== Page ==
The command above, replicates all remote data except for the UserProfiles (
defined using the ``-e|--exclude`` option) keeping all data and foreign keys
intact but without preserving the object ids. If run multiple times, the
script can also update existing entries along with adding new ones. It's
important to note that when replicating an enhydris database we should
*ALWAYS* exclude the UserProfile since we don't want user specific data to be
transfered along with the rest of the database.

When adding a cronjob, if you don't want a regural mail to come after every
sync, you should use the ``--silent`` option which redirects ``stdout`` to
``/dev/null`` and only prints ``stderr``. This, coupled with the ``-W`` python
flag can be used to make a cronjob send an email only whenever a problem was
encountered. A sample cronjob which runs every night would be something like
this::

	   1 0 * * * /usr/bin/python -Wignore manage.py hcore_remotesyncdb -a hcore -r itia.hydroscope.gr -e UserProfile  --silent

.. admonition:: How stuff works

	In this section, we'll analyze the replication script and see how it
	operates behind the scenes. Of course, if you want to understand how it
	works it's probably better if you looked directly into its source code. 
	Regarding the API which provides us with the database objects, it's been
        fully documented :ref:`here <webservice-api>`. Here, we'll see
        how the replication script handles that data and adds it in
        the local database. 

	One important thing that you should be familiar with before we delve into
	the code is the difficulties that we came across when trying to implement
	this feature. Postgres (and most databases by design) keep track of foreign
	keys using the primary key of an object which in all of enhydris models
	happens to be the object id. Since we want to aggregate multiple instances
	into one, it's only natural that there will be id collissions should we
	try to load the objects in the database while keeping their original id. 
	Thus, we decided that keeping the ids intact was not an option and we had
	to find a way to preserve foreign keys and many to many relations without
	counting on object ids.

	The best workaround is to add the objects without their foreign keys and
	many to many relationships and once the objects are in the database we
	could reinitialize all object relationships. To do that,  we added two
	extra fields on all top-level objects named ``original_id`` and
	``original_db`` which can be used to identify a specific object during the
	syncing process given that we know its id and the database that we're
	pulling the data from. Now the only thing was to somehow store the foreign
	relations in a way that could be parsed easily and quite fast after the
	object initialization. This was achieved using a multilevel dictionary
	which stores all object foreign relations and parsing this would be a
	breeze using python's optimized dictionary parsing routines. 

	Of course, that's when the real problems surfaced. Many objects have
	``Null=false`` in some foreign keys which caused the replication to fail
	when trying to save objects with null foreign keys. In order to circumvent
	that, when firing up the replication script we create a set of 
	``Dummy Objects`` aka objects that have null values and are used to
	fill-in the not-Null foreign key dependencies of the to-be-installed
	objects. Once the replication objects are into the database, we delete the
	Dummy Objects and update the foreign relations to the original ones which
	we have stored in the dictionary mentioned above. This may be a slow
	process but is the only feasible solution that we came up with at the
	time.

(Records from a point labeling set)
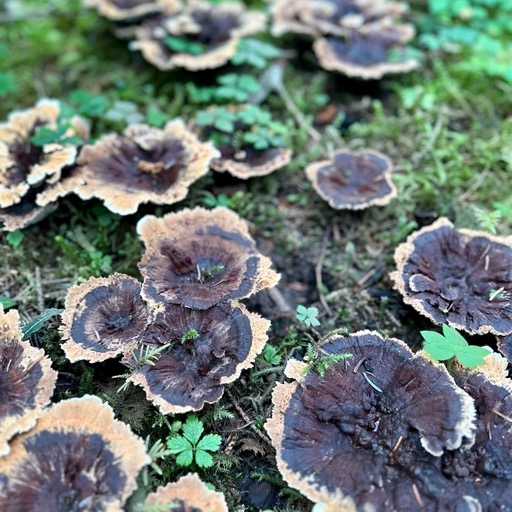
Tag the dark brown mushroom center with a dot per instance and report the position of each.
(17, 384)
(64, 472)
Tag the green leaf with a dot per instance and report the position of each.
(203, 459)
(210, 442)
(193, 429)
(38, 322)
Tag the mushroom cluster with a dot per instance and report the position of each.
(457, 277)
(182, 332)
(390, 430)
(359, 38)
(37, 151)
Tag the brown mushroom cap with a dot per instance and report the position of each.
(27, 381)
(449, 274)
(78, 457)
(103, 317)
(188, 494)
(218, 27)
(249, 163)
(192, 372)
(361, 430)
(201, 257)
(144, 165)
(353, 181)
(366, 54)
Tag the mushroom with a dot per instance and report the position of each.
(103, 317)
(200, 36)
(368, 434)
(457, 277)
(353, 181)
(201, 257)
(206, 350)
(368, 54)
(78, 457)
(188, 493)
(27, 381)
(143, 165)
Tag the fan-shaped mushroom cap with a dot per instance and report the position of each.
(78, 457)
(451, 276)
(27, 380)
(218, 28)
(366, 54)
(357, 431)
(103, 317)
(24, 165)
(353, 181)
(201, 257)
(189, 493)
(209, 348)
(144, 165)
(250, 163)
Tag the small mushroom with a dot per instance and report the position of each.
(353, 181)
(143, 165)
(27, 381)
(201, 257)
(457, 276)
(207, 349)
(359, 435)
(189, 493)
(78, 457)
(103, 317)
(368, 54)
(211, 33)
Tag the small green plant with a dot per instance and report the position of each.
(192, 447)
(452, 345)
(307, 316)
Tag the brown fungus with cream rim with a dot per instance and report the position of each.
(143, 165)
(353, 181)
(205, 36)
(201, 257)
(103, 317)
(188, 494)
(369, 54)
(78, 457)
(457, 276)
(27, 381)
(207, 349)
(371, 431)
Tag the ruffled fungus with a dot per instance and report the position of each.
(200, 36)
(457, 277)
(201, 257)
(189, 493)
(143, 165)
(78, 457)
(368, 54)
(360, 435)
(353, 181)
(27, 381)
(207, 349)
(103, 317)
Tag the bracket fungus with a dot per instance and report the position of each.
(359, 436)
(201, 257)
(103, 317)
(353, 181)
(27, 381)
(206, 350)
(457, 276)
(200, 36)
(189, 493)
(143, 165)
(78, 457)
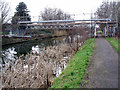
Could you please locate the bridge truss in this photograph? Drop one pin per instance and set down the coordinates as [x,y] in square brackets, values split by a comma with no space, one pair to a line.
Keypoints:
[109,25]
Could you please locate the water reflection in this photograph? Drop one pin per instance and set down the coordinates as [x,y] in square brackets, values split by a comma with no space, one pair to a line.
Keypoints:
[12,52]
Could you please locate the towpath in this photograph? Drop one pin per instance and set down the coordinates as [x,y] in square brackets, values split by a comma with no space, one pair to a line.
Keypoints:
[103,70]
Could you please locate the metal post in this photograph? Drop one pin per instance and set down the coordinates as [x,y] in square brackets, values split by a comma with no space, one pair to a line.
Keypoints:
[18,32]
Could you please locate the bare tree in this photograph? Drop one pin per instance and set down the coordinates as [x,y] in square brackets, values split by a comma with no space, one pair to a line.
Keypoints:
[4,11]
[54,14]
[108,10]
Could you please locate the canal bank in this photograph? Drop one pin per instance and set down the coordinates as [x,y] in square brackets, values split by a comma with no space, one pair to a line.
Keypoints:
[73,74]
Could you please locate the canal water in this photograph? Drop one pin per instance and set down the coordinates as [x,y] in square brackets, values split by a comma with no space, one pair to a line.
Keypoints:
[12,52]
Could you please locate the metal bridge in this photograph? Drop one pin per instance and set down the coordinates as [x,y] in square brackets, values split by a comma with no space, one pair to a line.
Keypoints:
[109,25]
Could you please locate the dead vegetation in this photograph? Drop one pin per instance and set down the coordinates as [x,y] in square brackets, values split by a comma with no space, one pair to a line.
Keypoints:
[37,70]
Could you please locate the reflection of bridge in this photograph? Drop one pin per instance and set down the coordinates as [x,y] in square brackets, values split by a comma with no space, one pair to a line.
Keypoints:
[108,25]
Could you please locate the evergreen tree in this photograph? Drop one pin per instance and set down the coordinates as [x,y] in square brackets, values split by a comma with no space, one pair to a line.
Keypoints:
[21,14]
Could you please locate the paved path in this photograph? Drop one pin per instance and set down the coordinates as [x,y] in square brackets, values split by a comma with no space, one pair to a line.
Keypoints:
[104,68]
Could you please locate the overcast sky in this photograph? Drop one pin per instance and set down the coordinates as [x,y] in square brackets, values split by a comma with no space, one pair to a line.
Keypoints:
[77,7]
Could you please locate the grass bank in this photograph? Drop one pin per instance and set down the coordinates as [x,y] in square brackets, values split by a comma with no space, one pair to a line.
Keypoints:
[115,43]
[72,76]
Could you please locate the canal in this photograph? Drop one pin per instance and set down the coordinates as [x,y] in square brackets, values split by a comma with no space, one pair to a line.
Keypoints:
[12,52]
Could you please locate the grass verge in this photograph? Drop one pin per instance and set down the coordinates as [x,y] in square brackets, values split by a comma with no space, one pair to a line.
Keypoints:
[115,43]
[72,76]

* * *

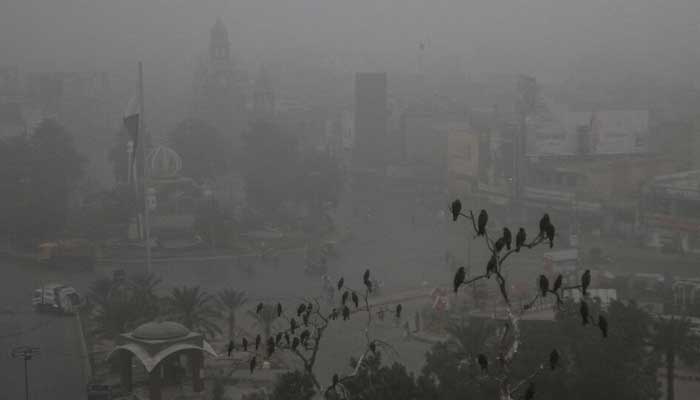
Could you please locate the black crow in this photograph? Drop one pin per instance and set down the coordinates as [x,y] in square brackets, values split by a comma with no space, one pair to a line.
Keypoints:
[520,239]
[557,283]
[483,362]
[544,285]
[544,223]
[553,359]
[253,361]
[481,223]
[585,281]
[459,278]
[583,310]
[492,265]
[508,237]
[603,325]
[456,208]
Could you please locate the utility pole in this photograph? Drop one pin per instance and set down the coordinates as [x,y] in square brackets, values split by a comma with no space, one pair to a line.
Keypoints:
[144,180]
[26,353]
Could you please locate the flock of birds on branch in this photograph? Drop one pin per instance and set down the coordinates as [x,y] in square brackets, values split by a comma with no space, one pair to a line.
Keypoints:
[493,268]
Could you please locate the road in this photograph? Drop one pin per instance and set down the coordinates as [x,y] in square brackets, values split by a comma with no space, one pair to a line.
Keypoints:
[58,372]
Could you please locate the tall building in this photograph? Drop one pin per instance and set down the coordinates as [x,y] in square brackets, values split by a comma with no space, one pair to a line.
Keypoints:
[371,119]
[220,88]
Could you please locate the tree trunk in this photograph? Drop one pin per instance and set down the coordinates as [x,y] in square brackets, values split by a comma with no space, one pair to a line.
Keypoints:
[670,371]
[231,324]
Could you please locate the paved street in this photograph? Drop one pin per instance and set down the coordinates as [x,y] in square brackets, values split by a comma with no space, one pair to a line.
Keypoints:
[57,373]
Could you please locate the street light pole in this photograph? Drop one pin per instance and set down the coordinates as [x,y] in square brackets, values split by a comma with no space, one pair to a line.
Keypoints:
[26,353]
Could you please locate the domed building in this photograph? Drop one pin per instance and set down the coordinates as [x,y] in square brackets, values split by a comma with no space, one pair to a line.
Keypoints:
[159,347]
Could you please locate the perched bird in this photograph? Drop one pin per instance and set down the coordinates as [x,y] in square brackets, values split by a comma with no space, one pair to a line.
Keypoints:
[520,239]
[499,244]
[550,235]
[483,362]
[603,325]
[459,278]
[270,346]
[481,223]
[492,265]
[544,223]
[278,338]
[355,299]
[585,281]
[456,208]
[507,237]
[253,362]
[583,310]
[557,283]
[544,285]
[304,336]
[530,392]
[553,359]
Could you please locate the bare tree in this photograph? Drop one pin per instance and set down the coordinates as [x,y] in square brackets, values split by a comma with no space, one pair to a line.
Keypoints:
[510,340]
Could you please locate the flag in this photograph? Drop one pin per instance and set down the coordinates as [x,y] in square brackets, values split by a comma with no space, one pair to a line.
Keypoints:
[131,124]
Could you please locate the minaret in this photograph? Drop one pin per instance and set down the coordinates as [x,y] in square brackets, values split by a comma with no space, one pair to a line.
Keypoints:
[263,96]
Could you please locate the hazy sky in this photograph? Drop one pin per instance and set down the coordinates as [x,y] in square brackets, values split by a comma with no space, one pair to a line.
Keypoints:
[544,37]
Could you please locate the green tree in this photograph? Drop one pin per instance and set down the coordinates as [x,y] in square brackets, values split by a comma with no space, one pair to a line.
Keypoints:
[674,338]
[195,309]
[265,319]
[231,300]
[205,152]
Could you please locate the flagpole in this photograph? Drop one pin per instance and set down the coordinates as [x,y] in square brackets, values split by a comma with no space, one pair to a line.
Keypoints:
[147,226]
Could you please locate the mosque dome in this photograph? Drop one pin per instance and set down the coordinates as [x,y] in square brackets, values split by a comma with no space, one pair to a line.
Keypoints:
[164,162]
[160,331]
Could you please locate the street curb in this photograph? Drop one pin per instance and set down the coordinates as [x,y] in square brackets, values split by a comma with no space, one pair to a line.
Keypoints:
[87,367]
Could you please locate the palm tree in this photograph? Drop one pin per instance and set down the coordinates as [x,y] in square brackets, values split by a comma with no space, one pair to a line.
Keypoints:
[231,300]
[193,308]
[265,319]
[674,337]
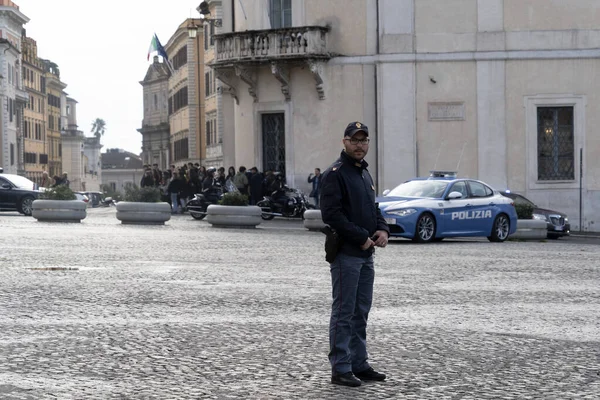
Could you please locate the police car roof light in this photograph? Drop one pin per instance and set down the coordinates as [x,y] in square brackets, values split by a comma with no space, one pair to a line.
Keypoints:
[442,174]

== Problem 1 ==
Reproduce the enhydris replication text between "The best workaround" and "dictionary parsing routines.", inclusive.
== Problem 2 ==
In the enhydris replication text, what two extra fields were added to all top-level objects?
Work only from the enhydris replication text.

== Exercise solution 1 ==
The best workaround is to add the objects without their foreign keys and
	many to many relationships and once the objects are in the database we
	could reinitialize all object relationships. To do that,  we added two
	extra fields on all top-level objects named ``original_id`` and
	``original_db`` which can be used to identify a specific object during the
	syncing process given that we know its id and the database that we're
	pulling the data from. Now the only thing was to somehow store the foreign
	relations in a way that could be parsed easily and quite fast after the
	object initialization. This was achieved using a multilevel dictionary
	which stores all object foreign relations and parsing this would be a
	breeze using python's optimized dictionary parsing routines.

== Exercise solution 2 ==
``original_id`` and ``original_db``